Start of The records
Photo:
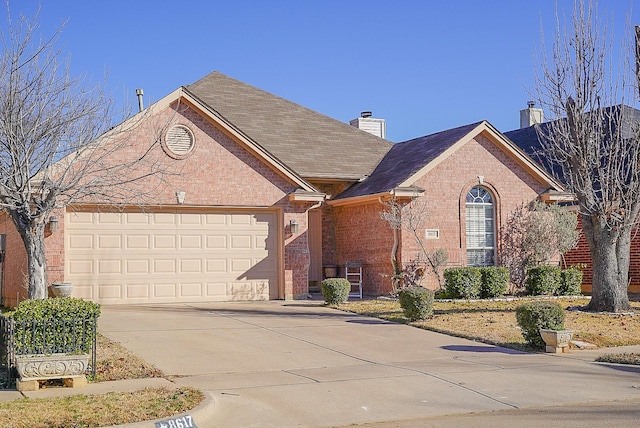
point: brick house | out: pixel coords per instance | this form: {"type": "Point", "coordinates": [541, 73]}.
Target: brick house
{"type": "Point", "coordinates": [526, 137]}
{"type": "Point", "coordinates": [268, 193]}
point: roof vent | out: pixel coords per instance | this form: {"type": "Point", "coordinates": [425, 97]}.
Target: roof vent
{"type": "Point", "coordinates": [179, 141]}
{"type": "Point", "coordinates": [531, 115]}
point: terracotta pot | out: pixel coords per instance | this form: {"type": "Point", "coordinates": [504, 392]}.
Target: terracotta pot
{"type": "Point", "coordinates": [556, 340]}
{"type": "Point", "coordinates": [62, 289]}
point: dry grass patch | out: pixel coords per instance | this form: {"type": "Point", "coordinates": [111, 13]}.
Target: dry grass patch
{"type": "Point", "coordinates": [81, 411]}
{"type": "Point", "coordinates": [114, 362]}
{"type": "Point", "coordinates": [494, 322]}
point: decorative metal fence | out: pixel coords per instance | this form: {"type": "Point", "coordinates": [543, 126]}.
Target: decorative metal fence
{"type": "Point", "coordinates": [44, 337]}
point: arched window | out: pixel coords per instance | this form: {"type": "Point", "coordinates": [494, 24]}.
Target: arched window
{"type": "Point", "coordinates": [480, 227]}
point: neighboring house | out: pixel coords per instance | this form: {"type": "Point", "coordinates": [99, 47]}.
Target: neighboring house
{"type": "Point", "coordinates": [268, 193]}
{"type": "Point", "coordinates": [527, 139]}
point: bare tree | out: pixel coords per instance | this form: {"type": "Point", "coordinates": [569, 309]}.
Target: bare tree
{"type": "Point", "coordinates": [534, 234]}
{"type": "Point", "coordinates": [594, 144]}
{"type": "Point", "coordinates": [50, 153]}
{"type": "Point", "coordinates": [411, 217]}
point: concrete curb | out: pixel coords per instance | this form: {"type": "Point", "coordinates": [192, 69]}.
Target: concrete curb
{"type": "Point", "coordinates": [200, 414]}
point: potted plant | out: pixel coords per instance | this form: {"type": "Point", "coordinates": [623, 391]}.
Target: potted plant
{"type": "Point", "coordinates": [52, 339]}
{"type": "Point", "coordinates": [556, 340]}
{"type": "Point", "coordinates": [62, 289]}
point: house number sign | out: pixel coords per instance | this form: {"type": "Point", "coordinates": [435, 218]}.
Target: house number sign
{"type": "Point", "coordinates": [179, 422]}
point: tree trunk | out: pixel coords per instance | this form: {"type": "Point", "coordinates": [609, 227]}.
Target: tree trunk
{"type": "Point", "coordinates": [33, 239]}
{"type": "Point", "coordinates": [610, 254]}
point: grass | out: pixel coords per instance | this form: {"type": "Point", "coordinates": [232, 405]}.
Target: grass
{"type": "Point", "coordinates": [80, 411]}
{"type": "Point", "coordinates": [494, 322]}
{"type": "Point", "coordinates": [114, 362]}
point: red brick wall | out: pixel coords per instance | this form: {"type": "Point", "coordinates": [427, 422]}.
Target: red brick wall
{"type": "Point", "coordinates": [362, 235]}
{"type": "Point", "coordinates": [582, 255]}
{"type": "Point", "coordinates": [218, 172]}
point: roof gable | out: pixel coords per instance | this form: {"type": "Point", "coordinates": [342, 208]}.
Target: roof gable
{"type": "Point", "coordinates": [408, 161]}
{"type": "Point", "coordinates": [311, 144]}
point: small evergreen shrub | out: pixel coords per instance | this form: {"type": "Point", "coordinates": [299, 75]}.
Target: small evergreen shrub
{"type": "Point", "coordinates": [335, 290]}
{"type": "Point", "coordinates": [416, 302]}
{"type": "Point", "coordinates": [570, 282]}
{"type": "Point", "coordinates": [495, 281]}
{"type": "Point", "coordinates": [533, 316]}
{"type": "Point", "coordinates": [54, 325]}
{"type": "Point", "coordinates": [463, 282]}
{"type": "Point", "coordinates": [543, 280]}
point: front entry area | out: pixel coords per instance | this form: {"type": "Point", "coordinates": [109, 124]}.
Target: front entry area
{"type": "Point", "coordinates": [161, 256]}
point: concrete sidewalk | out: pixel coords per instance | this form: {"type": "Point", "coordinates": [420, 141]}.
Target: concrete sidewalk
{"type": "Point", "coordinates": [281, 364]}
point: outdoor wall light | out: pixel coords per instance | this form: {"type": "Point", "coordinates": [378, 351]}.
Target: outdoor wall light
{"type": "Point", "coordinates": [53, 224]}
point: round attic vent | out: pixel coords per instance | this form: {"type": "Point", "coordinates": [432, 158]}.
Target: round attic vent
{"type": "Point", "coordinates": [179, 140]}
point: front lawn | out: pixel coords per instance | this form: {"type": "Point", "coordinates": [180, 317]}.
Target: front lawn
{"type": "Point", "coordinates": [494, 322]}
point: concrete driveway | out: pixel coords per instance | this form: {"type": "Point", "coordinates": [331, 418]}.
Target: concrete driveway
{"type": "Point", "coordinates": [285, 364]}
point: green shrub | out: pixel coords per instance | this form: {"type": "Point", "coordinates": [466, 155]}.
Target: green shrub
{"type": "Point", "coordinates": [335, 290]}
{"type": "Point", "coordinates": [54, 325]}
{"type": "Point", "coordinates": [543, 280]}
{"type": "Point", "coordinates": [533, 316]}
{"type": "Point", "coordinates": [463, 282]}
{"type": "Point", "coordinates": [495, 281]}
{"type": "Point", "coordinates": [570, 282]}
{"type": "Point", "coordinates": [416, 302]}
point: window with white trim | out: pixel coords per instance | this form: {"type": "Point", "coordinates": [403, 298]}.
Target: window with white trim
{"type": "Point", "coordinates": [480, 227]}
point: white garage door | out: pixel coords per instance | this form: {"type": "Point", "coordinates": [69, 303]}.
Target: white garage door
{"type": "Point", "coordinates": [135, 257]}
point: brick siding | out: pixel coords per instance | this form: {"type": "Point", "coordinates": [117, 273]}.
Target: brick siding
{"type": "Point", "coordinates": [219, 172]}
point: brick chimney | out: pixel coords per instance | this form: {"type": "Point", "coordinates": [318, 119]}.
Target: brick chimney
{"type": "Point", "coordinates": [377, 127]}
{"type": "Point", "coordinates": [531, 115]}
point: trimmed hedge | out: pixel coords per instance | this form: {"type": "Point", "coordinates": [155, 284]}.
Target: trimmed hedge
{"type": "Point", "coordinates": [335, 290]}
{"type": "Point", "coordinates": [533, 316]}
{"type": "Point", "coordinates": [54, 325]}
{"type": "Point", "coordinates": [543, 280]}
{"type": "Point", "coordinates": [495, 281]}
{"type": "Point", "coordinates": [416, 302]}
{"type": "Point", "coordinates": [570, 282]}
{"type": "Point", "coordinates": [463, 282]}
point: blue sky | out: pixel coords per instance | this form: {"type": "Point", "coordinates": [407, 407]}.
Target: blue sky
{"type": "Point", "coordinates": [423, 65]}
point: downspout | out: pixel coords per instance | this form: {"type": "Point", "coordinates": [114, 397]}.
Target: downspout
{"type": "Point", "coordinates": [312, 207]}
{"type": "Point", "coordinates": [394, 252]}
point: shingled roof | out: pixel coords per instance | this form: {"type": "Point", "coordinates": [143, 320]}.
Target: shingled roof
{"type": "Point", "coordinates": [406, 159]}
{"type": "Point", "coordinates": [528, 139]}
{"type": "Point", "coordinates": [311, 144]}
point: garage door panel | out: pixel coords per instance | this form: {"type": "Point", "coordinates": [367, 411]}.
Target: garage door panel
{"type": "Point", "coordinates": [164, 266]}
{"type": "Point", "coordinates": [137, 291]}
{"type": "Point", "coordinates": [164, 290]}
{"type": "Point", "coordinates": [133, 267]}
{"type": "Point", "coordinates": [110, 292]}
{"type": "Point", "coordinates": [164, 257]}
{"type": "Point", "coordinates": [138, 242]}
{"type": "Point", "coordinates": [191, 290]}
{"type": "Point", "coordinates": [110, 267]}
{"type": "Point", "coordinates": [109, 218]}
{"type": "Point", "coordinates": [137, 218]}
{"type": "Point", "coordinates": [164, 242]}
{"type": "Point", "coordinates": [191, 242]}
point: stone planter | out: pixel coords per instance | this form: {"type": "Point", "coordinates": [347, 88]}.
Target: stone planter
{"type": "Point", "coordinates": [54, 366]}
{"type": "Point", "coordinates": [62, 289]}
{"type": "Point", "coordinates": [34, 367]}
{"type": "Point", "coordinates": [556, 340]}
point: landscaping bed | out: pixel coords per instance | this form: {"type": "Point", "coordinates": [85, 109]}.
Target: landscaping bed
{"type": "Point", "coordinates": [494, 321]}
{"type": "Point", "coordinates": [114, 362]}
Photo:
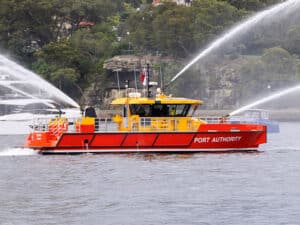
End of The records
**Instructions for the task:**
In the records above, find the line containing "point: stone planter", then write out exactly that line and every later one through the last, omitting pictures.

**Expected answer:**
point: stone planter | out: pixel coords per instance | this form: {"type": "Point", "coordinates": [347, 88]}.
Target: stone planter
{"type": "Point", "coordinates": [54, 366]}
{"type": "Point", "coordinates": [62, 289]}
{"type": "Point", "coordinates": [34, 367]}
{"type": "Point", "coordinates": [556, 340]}
point: landscaping bed | out: pixel coords per instance | this form: {"type": "Point", "coordinates": [85, 109]}.
Target: landscaping bed
{"type": "Point", "coordinates": [494, 321]}
{"type": "Point", "coordinates": [114, 362]}
Photo:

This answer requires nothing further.